> [DATA SHOWN]
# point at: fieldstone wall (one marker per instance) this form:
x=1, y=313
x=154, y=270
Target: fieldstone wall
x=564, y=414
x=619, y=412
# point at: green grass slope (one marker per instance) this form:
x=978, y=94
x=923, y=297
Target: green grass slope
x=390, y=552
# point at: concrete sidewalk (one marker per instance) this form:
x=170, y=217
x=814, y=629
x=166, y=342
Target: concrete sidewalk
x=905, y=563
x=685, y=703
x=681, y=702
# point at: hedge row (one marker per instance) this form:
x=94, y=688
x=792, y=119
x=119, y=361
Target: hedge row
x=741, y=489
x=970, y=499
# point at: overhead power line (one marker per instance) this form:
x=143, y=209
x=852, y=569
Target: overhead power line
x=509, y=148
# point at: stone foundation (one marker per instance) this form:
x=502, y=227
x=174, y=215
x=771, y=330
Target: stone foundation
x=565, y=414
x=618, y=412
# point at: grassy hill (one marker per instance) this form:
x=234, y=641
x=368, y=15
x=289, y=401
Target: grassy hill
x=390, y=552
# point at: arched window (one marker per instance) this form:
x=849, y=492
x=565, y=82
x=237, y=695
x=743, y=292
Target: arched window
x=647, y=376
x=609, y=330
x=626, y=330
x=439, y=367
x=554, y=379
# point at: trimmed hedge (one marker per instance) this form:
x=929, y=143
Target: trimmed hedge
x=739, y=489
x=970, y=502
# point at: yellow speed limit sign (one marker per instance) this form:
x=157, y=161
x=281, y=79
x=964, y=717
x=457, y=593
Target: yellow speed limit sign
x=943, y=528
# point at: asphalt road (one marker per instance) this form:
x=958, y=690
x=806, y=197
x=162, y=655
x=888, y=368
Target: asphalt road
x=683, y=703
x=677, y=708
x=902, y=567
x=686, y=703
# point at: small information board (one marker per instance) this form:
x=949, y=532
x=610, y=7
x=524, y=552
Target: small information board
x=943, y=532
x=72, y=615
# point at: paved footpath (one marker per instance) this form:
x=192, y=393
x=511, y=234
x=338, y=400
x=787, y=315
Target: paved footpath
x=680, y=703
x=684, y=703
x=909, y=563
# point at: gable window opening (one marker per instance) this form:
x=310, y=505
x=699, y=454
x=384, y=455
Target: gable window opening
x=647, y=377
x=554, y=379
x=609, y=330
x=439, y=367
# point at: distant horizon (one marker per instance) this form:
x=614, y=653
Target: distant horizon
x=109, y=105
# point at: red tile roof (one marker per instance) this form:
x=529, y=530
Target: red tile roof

> [PROBLEM REQUIREMENTS]
Could you write out the rows from the very first line through the line containing "x=686, y=703", swapping "point at" for "mark" and leaving everything else untouched?

> [TASK RESPONSE]
# mark: fieldstone wall (one marker per instance) this form:
x=1, y=313
x=154, y=270
Target: fieldstone wall
x=564, y=414
x=619, y=412
# mark: green grass slope (one marker per instance) this form:
x=978, y=94
x=923, y=297
Target: green grass slope
x=390, y=552
# mark: concrete sidewalk (one marker per instance) this form:
x=170, y=217
x=814, y=629
x=166, y=342
Target: concrete sidewalk
x=905, y=563
x=685, y=703
x=681, y=702
# mark: hedge row (one marker per instance) this form:
x=94, y=688
x=792, y=119
x=119, y=361
Target: hedge row
x=741, y=489
x=970, y=499
# mark: overhead power line (one marker per instance) this form:
x=143, y=209
x=852, y=569
Target: overhead power line
x=509, y=148
# mark: stone foundation (one marker per instance) this form:
x=502, y=227
x=174, y=215
x=771, y=330
Target: stone foundation
x=565, y=414
x=618, y=412
# mark: grassy hill (one marker per instance) this form:
x=234, y=641
x=368, y=15
x=289, y=401
Target: grassy hill
x=390, y=552
# mark: arched window (one marker per instance) this form:
x=849, y=492
x=565, y=82
x=237, y=695
x=743, y=292
Target: arched window
x=647, y=376
x=609, y=330
x=626, y=330
x=439, y=367
x=554, y=379
# mark: trimmed hedge (one marker per instance) this form:
x=929, y=143
Target: trimmed hedge
x=739, y=489
x=970, y=502
# mark: yellow speed limit sign (one marker per instance) this form:
x=157, y=161
x=281, y=79
x=964, y=717
x=457, y=593
Target: yellow speed limit sign
x=943, y=528
# mark: asphalt road (one marker per instance) this form:
x=958, y=690
x=806, y=197
x=162, y=655
x=888, y=368
Target: asphalt road
x=683, y=703
x=677, y=708
x=902, y=567
x=686, y=703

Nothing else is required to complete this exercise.